List of tasks:
• 1. According to the passage on radiation-sensitive mixtures, why is there an increased demand for mixtures usable in mid-UV, deep-UV, electron beam or X-ray lithography?
• 2. Please quote the stretch of the passage on radiation-sensitive mixtures from "There is therefore" through "conventional UV lithography.".

Text passage:

--------------------------------------------------

The invention also relates to a radiation-sensitive recording material which has been produced from this mixture and which is suitable for producing photoresists, electronic components, printing plates or for chemical milling.
2. Description of Related Art
The continuing reduction in the size of the structures, for example in chip manufacture down into the range of less than 1 .mu.m, requires modified lithographic techniques. To form images of such fine structures radiation of a short wavelength is used, such as high-energy UV light, electron beams and X-rays. The radiation-sensitive mixture must be adapted to the short-wave radiation. A compilation of the requirements to be met by the radiation-sensitive mixture is given in the article by C. G. Willson "Organic Resist Materials--Theory and Chemistry. [Introduction to Microlithography, Theory, Materials, and Processing, editors L. F. Thompson, C. G. Willson, M. J. Bowden, ACS Symp. Ser., 219, 87 (1983), American Chemical Society, Washington].
There is therefore an increased demand for radiation-sensitive mixtures which can be used in the more recent technologies, such as mid-UV or deep-UV lithography [exposure, for example, with excimer lasers at wavelengths of 305 nm (XeF), 248 nm (KrF), 193 nm (ArF)], electron beam lithography or X-ray lithography, and which, furthermore, are preferably sensitive in a wide spectral range and correspondingly can also be used in conventional UV lithography.
Positive-working radiation-sensitive mixtures for producing radiation-sensitive recording materials are known. For example, mixtures which contain o-quinone-diazide derivatives in binders soluble in aqueous alkaline media, for example novolaks or polyhydroxystyrenes, are commercially available. However, the sensitivity of these materials to actinic radiation, and especially to high-energy short-wave radiation, such as light from a KrF-excimer laser having a wavelength of 248 nm or electron beams, is inadequate.
Positive-working radiation-sensitive mixtures are also known in which an acid is generated by the action of actinic radiation on a photoinitiator contained in this mixture and this acid then, in a subsequent reaction, renders an acid-cleavable compound likewise contained in the mixture which is soluble in the irradiated areas under the action of an appropriate, preferably aqueous alkaline, developer. Such materials are in general distinguished by an enhanced sensitivity to actinic radiation.
Numerous mixtures are known which contain a polymeric binder soluble in aqueous alkaline solutions, a solubility-inhibiting compound and a compound which, on irradiation, generates the acid required for cleavage. The binder is in most cases a novolak resin. Many of these mixtures have a high sensitivity to actinic radiation. They are designated as chemically amplified, photocatalytic 3-component systems.

--------------------------------------------------

[Location identification items]
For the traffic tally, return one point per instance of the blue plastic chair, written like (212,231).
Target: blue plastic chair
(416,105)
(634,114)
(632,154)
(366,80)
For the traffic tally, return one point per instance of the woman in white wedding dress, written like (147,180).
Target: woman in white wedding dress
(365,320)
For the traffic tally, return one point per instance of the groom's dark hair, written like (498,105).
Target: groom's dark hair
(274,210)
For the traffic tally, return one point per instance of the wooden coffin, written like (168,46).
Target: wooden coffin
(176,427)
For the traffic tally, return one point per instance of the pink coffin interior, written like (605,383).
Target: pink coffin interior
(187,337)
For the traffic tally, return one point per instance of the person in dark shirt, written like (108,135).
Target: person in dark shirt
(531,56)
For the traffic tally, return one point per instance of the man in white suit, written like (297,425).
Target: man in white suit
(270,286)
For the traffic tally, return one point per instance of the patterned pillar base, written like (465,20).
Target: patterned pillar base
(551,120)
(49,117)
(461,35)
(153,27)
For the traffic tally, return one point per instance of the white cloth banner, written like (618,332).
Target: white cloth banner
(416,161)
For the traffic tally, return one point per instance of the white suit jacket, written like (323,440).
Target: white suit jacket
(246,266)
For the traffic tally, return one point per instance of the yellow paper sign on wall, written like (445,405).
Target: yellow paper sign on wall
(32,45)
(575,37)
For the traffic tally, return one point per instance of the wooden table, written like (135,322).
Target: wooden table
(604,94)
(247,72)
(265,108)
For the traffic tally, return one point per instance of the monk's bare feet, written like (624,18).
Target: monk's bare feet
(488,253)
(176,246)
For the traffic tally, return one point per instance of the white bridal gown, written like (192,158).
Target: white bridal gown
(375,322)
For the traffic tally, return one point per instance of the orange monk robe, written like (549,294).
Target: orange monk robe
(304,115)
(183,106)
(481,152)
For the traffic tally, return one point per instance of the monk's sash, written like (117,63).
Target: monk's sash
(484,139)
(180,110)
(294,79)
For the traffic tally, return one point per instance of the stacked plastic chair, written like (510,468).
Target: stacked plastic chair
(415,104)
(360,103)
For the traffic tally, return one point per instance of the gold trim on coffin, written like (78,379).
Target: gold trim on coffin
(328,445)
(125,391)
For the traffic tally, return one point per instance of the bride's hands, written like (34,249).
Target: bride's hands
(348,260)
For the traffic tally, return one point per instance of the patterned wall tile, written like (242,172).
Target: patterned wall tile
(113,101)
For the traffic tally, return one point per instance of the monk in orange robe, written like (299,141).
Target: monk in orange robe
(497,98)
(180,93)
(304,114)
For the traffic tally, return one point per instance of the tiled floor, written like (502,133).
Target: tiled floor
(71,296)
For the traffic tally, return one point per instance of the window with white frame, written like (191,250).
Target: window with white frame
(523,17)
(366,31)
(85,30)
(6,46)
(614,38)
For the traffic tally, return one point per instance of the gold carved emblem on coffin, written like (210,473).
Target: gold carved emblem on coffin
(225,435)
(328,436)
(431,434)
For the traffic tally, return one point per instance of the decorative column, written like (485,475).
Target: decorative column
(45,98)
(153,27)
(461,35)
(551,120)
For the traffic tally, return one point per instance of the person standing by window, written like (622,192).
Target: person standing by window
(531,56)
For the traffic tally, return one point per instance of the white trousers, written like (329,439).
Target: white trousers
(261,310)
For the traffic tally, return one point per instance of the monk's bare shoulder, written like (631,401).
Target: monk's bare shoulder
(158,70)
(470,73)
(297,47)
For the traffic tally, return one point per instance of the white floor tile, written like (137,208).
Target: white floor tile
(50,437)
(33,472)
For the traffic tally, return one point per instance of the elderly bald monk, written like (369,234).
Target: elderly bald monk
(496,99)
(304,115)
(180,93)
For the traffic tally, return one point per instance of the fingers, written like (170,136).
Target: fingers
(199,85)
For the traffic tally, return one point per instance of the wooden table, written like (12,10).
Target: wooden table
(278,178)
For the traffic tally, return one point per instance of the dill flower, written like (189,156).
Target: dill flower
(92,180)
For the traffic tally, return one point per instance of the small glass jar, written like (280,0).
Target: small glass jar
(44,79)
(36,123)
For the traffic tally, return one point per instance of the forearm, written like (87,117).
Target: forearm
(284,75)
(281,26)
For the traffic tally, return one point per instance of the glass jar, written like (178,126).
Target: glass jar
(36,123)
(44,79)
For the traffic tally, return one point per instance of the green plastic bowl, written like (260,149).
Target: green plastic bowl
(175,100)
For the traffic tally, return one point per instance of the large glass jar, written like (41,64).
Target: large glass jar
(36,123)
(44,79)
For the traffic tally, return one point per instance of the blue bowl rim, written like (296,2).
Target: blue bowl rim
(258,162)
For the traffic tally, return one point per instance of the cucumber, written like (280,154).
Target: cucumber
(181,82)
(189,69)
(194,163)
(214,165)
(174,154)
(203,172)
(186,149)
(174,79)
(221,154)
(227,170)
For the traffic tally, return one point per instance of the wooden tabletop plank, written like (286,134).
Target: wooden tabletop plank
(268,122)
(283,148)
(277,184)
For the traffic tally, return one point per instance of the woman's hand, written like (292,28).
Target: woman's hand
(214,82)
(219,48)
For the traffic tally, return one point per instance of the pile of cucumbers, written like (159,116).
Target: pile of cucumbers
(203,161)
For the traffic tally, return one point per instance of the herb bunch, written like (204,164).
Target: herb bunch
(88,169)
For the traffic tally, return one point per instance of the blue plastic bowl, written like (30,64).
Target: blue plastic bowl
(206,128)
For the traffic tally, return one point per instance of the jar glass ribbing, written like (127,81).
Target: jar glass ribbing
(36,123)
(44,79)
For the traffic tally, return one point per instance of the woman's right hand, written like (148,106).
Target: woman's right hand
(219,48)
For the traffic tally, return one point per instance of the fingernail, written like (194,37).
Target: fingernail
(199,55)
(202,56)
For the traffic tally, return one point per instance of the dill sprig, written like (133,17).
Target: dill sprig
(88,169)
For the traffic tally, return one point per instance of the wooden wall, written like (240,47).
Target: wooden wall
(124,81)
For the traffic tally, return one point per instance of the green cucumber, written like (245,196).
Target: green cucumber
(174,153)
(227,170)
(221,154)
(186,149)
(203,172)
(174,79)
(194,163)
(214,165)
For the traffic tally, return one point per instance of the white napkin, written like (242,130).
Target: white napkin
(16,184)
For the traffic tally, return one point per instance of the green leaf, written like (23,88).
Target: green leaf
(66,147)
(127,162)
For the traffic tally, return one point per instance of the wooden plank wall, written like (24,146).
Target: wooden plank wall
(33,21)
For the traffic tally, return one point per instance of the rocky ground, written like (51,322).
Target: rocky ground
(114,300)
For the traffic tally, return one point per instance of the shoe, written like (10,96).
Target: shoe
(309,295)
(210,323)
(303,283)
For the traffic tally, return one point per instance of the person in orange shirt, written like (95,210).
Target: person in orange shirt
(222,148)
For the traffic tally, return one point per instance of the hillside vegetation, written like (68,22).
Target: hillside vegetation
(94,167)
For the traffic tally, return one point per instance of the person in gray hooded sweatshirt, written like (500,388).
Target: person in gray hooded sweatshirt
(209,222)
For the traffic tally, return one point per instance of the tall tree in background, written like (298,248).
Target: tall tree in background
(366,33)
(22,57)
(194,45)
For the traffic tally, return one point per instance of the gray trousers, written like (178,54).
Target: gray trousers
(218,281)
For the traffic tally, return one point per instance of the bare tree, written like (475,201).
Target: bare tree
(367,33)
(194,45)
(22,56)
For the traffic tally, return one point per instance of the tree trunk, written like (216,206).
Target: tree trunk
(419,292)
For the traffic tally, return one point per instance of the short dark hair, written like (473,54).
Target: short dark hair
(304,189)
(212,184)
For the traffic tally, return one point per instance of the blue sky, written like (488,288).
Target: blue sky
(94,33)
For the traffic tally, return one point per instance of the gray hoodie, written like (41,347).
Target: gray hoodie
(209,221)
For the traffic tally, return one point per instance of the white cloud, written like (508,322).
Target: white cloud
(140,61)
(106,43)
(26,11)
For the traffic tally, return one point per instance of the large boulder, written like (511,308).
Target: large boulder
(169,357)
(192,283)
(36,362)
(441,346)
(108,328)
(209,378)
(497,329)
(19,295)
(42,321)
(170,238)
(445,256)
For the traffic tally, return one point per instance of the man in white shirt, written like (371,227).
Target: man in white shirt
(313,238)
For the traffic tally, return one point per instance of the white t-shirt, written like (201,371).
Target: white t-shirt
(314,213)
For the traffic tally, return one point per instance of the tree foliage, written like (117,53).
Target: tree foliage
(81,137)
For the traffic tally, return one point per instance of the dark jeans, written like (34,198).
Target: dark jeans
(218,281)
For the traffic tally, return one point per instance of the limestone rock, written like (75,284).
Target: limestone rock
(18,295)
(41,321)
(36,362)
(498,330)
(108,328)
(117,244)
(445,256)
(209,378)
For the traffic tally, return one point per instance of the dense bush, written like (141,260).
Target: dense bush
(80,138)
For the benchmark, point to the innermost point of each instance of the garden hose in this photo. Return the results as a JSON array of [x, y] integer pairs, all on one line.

--------------------------------------------------

Outputs:
• 1. Structures keep shrinking, for example in chip manufacture to below 1 µm. Imaging such fine structures requires modified lithographic techniques that use short-wavelength radiation such as high-energy UV light, electron beams and X-rays. The radiation-sensitive mixture must be adapted to that short-wave radiation.

• 2.
There is therefore an increased demand for radiation-sensitive mixtures which can be used in the more recent technologies, such as mid-UV or deep-UV lithography [exposure, for example, with excimer lasers at wavelengths of 305 nm (XeF), 248 nm (KrF), 193 nm (ArF)], electron beam lithography or X-ray lithography, and which, furthermore, are preferably sensitive in a wide spectral range and correspondingly can also be used in conventional UV lithography.